Extracted information ->

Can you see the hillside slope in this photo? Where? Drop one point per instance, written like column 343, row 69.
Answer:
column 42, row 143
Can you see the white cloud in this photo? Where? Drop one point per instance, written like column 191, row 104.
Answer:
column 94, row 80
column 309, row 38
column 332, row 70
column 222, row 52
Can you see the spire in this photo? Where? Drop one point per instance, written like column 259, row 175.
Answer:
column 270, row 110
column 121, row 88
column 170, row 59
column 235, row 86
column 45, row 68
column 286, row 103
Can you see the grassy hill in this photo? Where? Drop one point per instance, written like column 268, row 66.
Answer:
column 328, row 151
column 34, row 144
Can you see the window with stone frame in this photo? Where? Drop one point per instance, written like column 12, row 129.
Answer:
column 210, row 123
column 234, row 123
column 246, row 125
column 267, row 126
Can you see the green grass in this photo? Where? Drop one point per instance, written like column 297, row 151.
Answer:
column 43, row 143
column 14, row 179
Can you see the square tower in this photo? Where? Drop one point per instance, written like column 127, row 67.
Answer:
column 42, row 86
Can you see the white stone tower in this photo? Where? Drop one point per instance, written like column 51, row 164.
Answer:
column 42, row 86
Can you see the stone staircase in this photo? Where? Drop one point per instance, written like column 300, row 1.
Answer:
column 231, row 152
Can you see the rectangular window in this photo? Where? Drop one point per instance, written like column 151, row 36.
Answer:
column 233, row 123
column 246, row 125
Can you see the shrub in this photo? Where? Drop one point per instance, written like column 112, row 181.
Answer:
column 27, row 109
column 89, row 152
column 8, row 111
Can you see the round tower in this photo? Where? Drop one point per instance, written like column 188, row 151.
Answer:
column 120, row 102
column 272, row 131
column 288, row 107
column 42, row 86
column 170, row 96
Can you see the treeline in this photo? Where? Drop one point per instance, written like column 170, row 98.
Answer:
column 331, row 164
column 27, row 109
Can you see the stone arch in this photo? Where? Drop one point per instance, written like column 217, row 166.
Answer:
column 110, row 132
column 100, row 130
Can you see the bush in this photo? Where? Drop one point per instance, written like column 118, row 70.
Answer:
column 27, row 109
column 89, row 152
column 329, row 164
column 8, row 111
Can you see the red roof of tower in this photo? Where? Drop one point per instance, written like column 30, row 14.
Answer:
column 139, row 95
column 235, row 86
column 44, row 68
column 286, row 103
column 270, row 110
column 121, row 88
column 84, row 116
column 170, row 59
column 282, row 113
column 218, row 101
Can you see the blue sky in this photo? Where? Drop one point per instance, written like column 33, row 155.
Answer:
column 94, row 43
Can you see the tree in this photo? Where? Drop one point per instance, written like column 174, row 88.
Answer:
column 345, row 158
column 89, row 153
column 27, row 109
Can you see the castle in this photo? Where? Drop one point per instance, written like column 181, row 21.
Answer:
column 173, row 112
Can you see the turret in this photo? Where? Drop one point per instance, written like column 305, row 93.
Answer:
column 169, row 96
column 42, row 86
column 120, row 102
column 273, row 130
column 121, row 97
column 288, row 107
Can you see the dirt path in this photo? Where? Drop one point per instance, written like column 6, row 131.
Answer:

Your goal -> Return every line of the listing above unchanged, from the first line to the last.

Exercise output ->
Can you see the hillside slope in this photo? Where? Drop one point per instance, written like column 343, row 69.
Answer:
column 42, row 143
Can you see the white cloud in this photo? Where? Drop one point per instance, written like column 191, row 104.
Answer:
column 94, row 80
column 309, row 38
column 332, row 70
column 222, row 52
Can you see the spire in this photo? Where? Drop one point per instance, written like column 259, row 175.
Answer:
column 270, row 110
column 121, row 88
column 170, row 59
column 235, row 86
column 45, row 68
column 286, row 103
Can you see the grassy hill in this photo? Where? Drop one point per instance, written like column 268, row 66.
Answer:
column 328, row 151
column 34, row 144
Can you see the window with stone frame in this photo? Where? Drop one point per instance, written like column 12, row 129.
Answer:
column 210, row 123
column 234, row 123
column 246, row 125
column 267, row 126
Can you see the green grass in this photo? Where? Drop one point per instance, written like column 297, row 151.
Answer:
column 43, row 143
column 14, row 179
Can you see the square tower in this photo? Where? Drop one point per instance, written like column 127, row 67.
Answer:
column 42, row 86
Can you see the white stone tower in this photo? Where? Drop one point per instance, written like column 51, row 164.
Answer:
column 42, row 86
Can you see the stone staircase in this photo? Where? Drop one point per instance, written like column 300, row 1.
Answer:
column 231, row 152
Can you see the rectangular window in this photo? Where? Drop one point per instance, written like column 151, row 36.
Answer:
column 233, row 123
column 246, row 125
Can you see the shrub in this photo? Where? Drop one point per instance, written like column 112, row 181.
Answer:
column 27, row 109
column 89, row 152
column 8, row 111
Can you see the round tower in this photo? Where? Drop one point per instance, written like column 188, row 151.
Answer:
column 120, row 102
column 272, row 131
column 288, row 107
column 42, row 86
column 170, row 96
Can you see the treeline in this photo? Where? Drop one point per instance, written like column 170, row 98.
Answer:
column 331, row 164
column 27, row 109
Can you see the stone arch in this photo? Where? Drop one point per instance, written like column 217, row 166.
Answer:
column 110, row 132
column 100, row 130
Can you see the bush in this photo? Where? Drop one point per instance, written like column 118, row 70.
Answer:
column 27, row 109
column 89, row 152
column 329, row 164
column 8, row 111
Can you see the red roof of tower in this photo? Where? Drop one point per instance, written like column 30, row 14.
Answer:
column 139, row 95
column 235, row 86
column 44, row 68
column 286, row 103
column 270, row 110
column 121, row 88
column 84, row 116
column 170, row 59
column 282, row 113
column 218, row 101
Can you see the blue sky in this photo? Where? Drop one point per instance, written like column 33, row 155.
Answer:
column 94, row 43
Can you see the tree in this photo? Where? Drop one point per instance, written like column 174, row 88.
Answer:
column 345, row 158
column 89, row 153
column 27, row 109
Can you see the castle in this photo? Where? Drop one point per instance, written like column 181, row 21.
Answer:
column 173, row 112
Can you see the turret in this photo? Where? Drop one point per instance, written like column 305, row 93.
Answer:
column 169, row 96
column 42, row 86
column 120, row 102
column 273, row 130
column 121, row 97
column 288, row 107
Can you see the dirt path in this photo? Where? Drop one point per instance, written like column 6, row 131.
Answer:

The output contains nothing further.